■ Problem requirements
Output the listing below verbatim, keeping every line unchanged and in its original order.

## Begin Given entries

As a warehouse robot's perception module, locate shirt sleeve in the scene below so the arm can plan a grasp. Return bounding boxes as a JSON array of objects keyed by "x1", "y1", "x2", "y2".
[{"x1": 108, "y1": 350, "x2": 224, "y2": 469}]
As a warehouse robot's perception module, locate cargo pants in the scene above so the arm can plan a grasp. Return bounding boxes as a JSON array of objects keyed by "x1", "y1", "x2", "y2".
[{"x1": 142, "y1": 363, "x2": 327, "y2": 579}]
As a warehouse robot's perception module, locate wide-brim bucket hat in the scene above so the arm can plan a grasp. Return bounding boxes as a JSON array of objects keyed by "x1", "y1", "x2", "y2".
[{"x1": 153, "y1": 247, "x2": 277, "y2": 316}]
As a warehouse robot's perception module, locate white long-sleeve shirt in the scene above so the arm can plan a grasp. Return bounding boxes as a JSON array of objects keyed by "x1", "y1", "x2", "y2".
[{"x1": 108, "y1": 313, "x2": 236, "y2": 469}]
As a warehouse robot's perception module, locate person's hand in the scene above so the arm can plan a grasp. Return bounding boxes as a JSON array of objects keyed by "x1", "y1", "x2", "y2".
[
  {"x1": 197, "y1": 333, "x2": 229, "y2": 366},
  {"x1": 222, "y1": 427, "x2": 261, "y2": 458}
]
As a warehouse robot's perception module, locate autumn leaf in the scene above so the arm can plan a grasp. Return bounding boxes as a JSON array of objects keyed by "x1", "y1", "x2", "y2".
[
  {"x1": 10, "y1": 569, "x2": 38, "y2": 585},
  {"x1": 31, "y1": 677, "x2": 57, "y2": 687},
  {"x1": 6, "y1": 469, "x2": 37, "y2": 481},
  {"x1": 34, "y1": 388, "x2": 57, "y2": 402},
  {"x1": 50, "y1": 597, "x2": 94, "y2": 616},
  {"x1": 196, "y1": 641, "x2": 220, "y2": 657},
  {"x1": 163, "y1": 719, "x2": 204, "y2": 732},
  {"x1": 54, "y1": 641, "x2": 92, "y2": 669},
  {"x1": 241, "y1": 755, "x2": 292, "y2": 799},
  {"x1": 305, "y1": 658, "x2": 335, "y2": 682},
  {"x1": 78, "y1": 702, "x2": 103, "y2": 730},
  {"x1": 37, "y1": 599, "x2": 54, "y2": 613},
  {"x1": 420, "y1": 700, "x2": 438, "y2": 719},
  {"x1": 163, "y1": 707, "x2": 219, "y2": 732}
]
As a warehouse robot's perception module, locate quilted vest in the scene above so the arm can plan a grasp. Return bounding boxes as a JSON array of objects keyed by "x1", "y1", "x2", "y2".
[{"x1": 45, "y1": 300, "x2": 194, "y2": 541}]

## End Given entries

■ Task result
As a warehouse robot's perception module, locate shirt sleeve in the scene below so the arm can plan a grasp. Return bounding boxes as a JSON array of objects keyed by "x1", "y1", "x2", "y2".
[{"x1": 108, "y1": 350, "x2": 224, "y2": 469}]
As a warehouse robot's perception module, locate cargo pants in the scene above so the arm can plan a grasp. Return bounding boxes as a JSON array of objects keyed by "x1", "y1", "x2", "y2".
[{"x1": 142, "y1": 363, "x2": 327, "y2": 579}]
As a warehouse robot's perception module, locate wide-brim bucket hat in the scene above so the arm can plan a grasp. Return bounding boxes as a JSON array of objects keyed by "x1", "y1", "x2", "y2".
[{"x1": 153, "y1": 247, "x2": 277, "y2": 316}]
As a warehouse robot's perception module, locate white long-sleeve shirt in the scene above so the arm can plan a grasp. Return bounding boxes as a JSON array of objects keyed by "x1", "y1", "x2", "y2".
[{"x1": 108, "y1": 313, "x2": 236, "y2": 469}]
As a warehouse robot's perception module, locate person's hand in the scene above so the arm can plan a grasp. Return bounding boxes as a JSON array of objects keyed by "x1", "y1", "x2", "y2".
[
  {"x1": 197, "y1": 333, "x2": 229, "y2": 366},
  {"x1": 222, "y1": 427, "x2": 261, "y2": 458}
]
As a warehouse robot's perception module, locate autumn leaf in the scene above so the arm can plan a grasp. Return bounding boxes as a JSON array of objects keyed by "x1", "y1", "x2", "y2".
[
  {"x1": 10, "y1": 569, "x2": 38, "y2": 585},
  {"x1": 31, "y1": 677, "x2": 57, "y2": 687},
  {"x1": 6, "y1": 469, "x2": 37, "y2": 481},
  {"x1": 34, "y1": 388, "x2": 57, "y2": 402},
  {"x1": 50, "y1": 597, "x2": 94, "y2": 616},
  {"x1": 196, "y1": 641, "x2": 220, "y2": 657},
  {"x1": 163, "y1": 719, "x2": 204, "y2": 732},
  {"x1": 54, "y1": 641, "x2": 92, "y2": 669},
  {"x1": 241, "y1": 755, "x2": 292, "y2": 799},
  {"x1": 305, "y1": 658, "x2": 335, "y2": 682},
  {"x1": 78, "y1": 702, "x2": 103, "y2": 730},
  {"x1": 37, "y1": 599, "x2": 54, "y2": 613},
  {"x1": 420, "y1": 700, "x2": 438, "y2": 719},
  {"x1": 163, "y1": 707, "x2": 219, "y2": 732}
]
As a warehouse robot's perception module, locate quilted vest in the scene above so the arm can plan a grasp. Return bounding boxes as a JSON array of objects keyed by "x1", "y1", "x2", "y2".
[{"x1": 45, "y1": 300, "x2": 194, "y2": 541}]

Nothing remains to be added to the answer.